CHALLENGE:
Copy out all of the data below, reproducing every line word for word.

============================================================

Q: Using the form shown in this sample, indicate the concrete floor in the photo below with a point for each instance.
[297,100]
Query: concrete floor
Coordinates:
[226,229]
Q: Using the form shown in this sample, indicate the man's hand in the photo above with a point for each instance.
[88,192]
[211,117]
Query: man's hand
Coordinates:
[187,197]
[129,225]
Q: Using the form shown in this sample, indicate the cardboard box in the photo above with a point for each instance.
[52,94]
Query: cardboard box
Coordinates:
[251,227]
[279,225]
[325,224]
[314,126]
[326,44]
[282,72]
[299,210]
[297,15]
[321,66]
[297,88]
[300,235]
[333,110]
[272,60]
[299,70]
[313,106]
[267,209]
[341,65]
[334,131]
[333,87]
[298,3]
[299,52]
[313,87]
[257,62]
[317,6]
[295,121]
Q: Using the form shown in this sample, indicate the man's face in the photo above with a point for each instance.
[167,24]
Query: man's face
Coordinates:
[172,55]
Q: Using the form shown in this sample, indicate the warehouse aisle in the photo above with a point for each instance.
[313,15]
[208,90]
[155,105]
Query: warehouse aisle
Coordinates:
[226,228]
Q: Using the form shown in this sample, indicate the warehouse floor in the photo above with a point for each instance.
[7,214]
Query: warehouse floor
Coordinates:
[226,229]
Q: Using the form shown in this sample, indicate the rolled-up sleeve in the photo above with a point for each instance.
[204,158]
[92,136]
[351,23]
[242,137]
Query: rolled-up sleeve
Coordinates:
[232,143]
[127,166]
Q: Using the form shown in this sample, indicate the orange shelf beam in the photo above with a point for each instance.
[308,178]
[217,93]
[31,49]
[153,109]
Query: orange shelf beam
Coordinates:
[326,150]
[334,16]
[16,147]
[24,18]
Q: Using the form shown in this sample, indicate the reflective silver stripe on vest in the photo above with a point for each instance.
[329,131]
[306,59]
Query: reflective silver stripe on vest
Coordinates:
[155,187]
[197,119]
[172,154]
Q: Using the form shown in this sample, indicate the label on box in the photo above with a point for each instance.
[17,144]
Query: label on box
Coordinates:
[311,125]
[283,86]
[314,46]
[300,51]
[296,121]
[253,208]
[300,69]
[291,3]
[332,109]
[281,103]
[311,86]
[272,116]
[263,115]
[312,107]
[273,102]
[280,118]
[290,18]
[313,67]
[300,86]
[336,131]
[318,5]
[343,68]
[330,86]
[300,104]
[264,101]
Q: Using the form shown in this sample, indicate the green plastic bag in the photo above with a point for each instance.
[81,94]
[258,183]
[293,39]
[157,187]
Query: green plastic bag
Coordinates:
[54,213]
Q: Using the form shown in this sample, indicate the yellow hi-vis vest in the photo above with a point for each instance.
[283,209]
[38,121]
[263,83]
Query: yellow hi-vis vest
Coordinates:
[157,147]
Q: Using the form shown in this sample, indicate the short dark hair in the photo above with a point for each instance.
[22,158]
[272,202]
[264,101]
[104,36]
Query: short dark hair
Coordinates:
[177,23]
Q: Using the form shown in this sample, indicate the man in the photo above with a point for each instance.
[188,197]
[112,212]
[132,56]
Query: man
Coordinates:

============================================================

SOLUTION TO THIS TASK:
Q: Using the form shown in this sample, indicate the concrete floor in the photo below with a point for each instance.
[297,100]
Query: concrete floor
Coordinates:
[226,229]
Q: Using the form shown in this sample, indicate the man's hand in the photo above with a point for each instance.
[88,192]
[211,117]
Query: man's hand
Coordinates:
[187,197]
[129,225]
Q: Using the form shown in this sample, indicate the cardboard box in the photo above with a point for each instance.
[52,94]
Query: cardboard box
Coordinates:
[251,227]
[279,225]
[325,224]
[314,126]
[326,44]
[282,72]
[299,210]
[297,15]
[321,66]
[297,88]
[300,235]
[333,110]
[272,60]
[299,70]
[313,106]
[267,209]
[341,65]
[334,131]
[333,87]
[298,3]
[299,52]
[313,87]
[257,62]
[317,6]
[295,121]
Q: Using the form shown in this sample, indicate the man's face in the photo above with a point for each instance.
[167,24]
Query: man's face
Coordinates:
[172,55]
Q: Using the form shown in this sample, indicate the warehouse aisle in the photo above with a point for each instance.
[313,15]
[208,90]
[155,105]
Query: warehouse aisle
Coordinates:
[226,228]
Q: Using the form shown in this sample, indicate the warehouse floor in the photo above with a point for each instance.
[7,214]
Query: warehouse floor
Coordinates:
[226,229]
Q: Using the form shown in this sample, indicate the rolled-up sleeve in the photo above with a point for each instance.
[204,158]
[92,136]
[351,23]
[242,137]
Query: rolled-up sleeve
Coordinates:
[232,143]
[127,166]
Q: Using the form shown in this sample, indicate the orange shelf beam in the photo above with a point for each instance.
[308,178]
[217,93]
[31,49]
[153,109]
Query: orange shelf beam
Coordinates:
[326,150]
[334,16]
[16,147]
[24,18]
Q: Using the form shown in this sample, indicate the reflective silver stripe on vest in the photo above with a point for each instance.
[329,131]
[306,59]
Query: reflective silver stripe on vest
Coordinates:
[155,187]
[197,119]
[172,154]
Q: Using the form shown in this sample, indicate the label on box in the photo above with a point for each instance.
[17,144]
Query: label on box
Coordinates:
[311,125]
[283,86]
[314,46]
[300,51]
[296,121]
[253,208]
[300,69]
[291,3]
[332,109]
[281,103]
[311,86]
[272,116]
[263,115]
[312,107]
[273,102]
[280,118]
[290,18]
[313,67]
[300,86]
[336,131]
[318,5]
[343,68]
[330,86]
[300,104]
[264,101]
Q: Using the form shown in this sample, indicate the green plastic bag in the photo above with a point for each instance.
[81,94]
[258,183]
[293,39]
[157,187]
Query: green plastic bag
Coordinates:
[54,213]
Q: Using the form shown in this sample, indicate the yellow hi-vis vest in the photo above with a point for each instance.
[283,209]
[38,121]
[263,83]
Query: yellow hi-vis vest
Coordinates:
[157,147]
Q: Using the form shown in this sample, indicate the short dark hair in the photo above with a point for each instance.
[22,158]
[272,202]
[264,101]
[104,36]
Query: short dark hair
Coordinates:
[177,23]
Q: Using the form shown in this sample, indicate the man in the photo above with a point for each instance.
[188,197]
[112,212]
[132,56]
Query: man
Coordinates:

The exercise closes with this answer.